WHAT THE TASK REQUIRES.
Retype the material below line for line, with no changes.
● ● ● ● ● ● ●
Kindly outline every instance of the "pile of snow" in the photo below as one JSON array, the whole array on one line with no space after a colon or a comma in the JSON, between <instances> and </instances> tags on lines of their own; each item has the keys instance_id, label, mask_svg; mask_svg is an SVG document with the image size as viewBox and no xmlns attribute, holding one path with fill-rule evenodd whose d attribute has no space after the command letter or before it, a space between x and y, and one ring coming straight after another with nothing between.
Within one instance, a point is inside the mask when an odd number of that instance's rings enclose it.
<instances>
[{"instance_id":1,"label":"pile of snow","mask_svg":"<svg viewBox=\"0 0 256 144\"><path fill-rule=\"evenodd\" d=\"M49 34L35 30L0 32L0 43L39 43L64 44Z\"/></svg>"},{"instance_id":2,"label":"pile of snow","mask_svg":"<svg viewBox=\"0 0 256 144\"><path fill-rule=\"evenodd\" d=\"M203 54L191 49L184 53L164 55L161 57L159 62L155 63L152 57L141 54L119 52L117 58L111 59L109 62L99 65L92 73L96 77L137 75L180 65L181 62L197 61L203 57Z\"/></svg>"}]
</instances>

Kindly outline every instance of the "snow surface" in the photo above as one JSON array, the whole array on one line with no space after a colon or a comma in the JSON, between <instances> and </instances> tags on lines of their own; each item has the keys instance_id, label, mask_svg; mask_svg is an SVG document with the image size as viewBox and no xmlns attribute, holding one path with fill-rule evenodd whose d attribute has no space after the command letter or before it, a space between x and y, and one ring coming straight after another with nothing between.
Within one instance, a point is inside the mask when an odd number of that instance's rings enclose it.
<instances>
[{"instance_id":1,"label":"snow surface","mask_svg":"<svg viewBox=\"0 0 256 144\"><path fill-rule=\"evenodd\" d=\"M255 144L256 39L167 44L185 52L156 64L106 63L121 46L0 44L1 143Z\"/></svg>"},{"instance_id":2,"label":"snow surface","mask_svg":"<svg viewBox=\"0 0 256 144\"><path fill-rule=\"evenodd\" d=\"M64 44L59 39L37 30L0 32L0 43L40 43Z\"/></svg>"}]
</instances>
● ● ● ● ● ● ●
THE REPLY.
Kindly outline every instance of the "pile of snow" in the photo below as one JSON array, the whole array on one line with no space after a colon or a comma in the JSON, between <instances> and </instances> tags on lines of their own; each item has the keys instance_id, label, mask_svg; mask_svg is an SVG document with the image size as viewBox and no xmlns attribute, holding one path with fill-rule evenodd whose d attribute has no space after the command letter or before it, a space between x and y, and one ring coming straight after another with nothing between.
Within one instance, a point is inside the mask when an odd number of that instance's rings enclose it.
<instances>
[{"instance_id":1,"label":"pile of snow","mask_svg":"<svg viewBox=\"0 0 256 144\"><path fill-rule=\"evenodd\" d=\"M49 34L35 30L0 32L0 43L39 43L64 44Z\"/></svg>"},{"instance_id":2,"label":"pile of snow","mask_svg":"<svg viewBox=\"0 0 256 144\"><path fill-rule=\"evenodd\" d=\"M203 54L191 49L184 53L164 55L161 57L159 62L155 63L152 57L141 54L119 52L117 58L111 59L109 62L99 65L92 73L96 77L137 75L180 65L181 62L197 61L203 57Z\"/></svg>"}]
</instances>

Kindly outline every instance of the "snow surface" in the photo above as one JSON array, the whole array on one line with no space after a colon or a comma in the JSON, between <instances> and </instances> tags on lines of their own; each item has the keys instance_id, label, mask_svg; mask_svg is an SVG document with the image size as viewBox and no xmlns attribute, holding one path with fill-rule evenodd whose d attribute has no space after the command letter or before it, a space between x and y, and one ring coming straight after another with nothing between.
Within one instance, a point is inside the mask when an odd number of that instance's rings enclose it.
<instances>
[{"instance_id":1,"label":"snow surface","mask_svg":"<svg viewBox=\"0 0 256 144\"><path fill-rule=\"evenodd\" d=\"M255 144L256 39L167 44L185 52L156 64L106 63L121 46L0 44L1 143Z\"/></svg>"},{"instance_id":2,"label":"snow surface","mask_svg":"<svg viewBox=\"0 0 256 144\"><path fill-rule=\"evenodd\" d=\"M64 44L59 39L37 30L0 32L0 43L40 43Z\"/></svg>"}]
</instances>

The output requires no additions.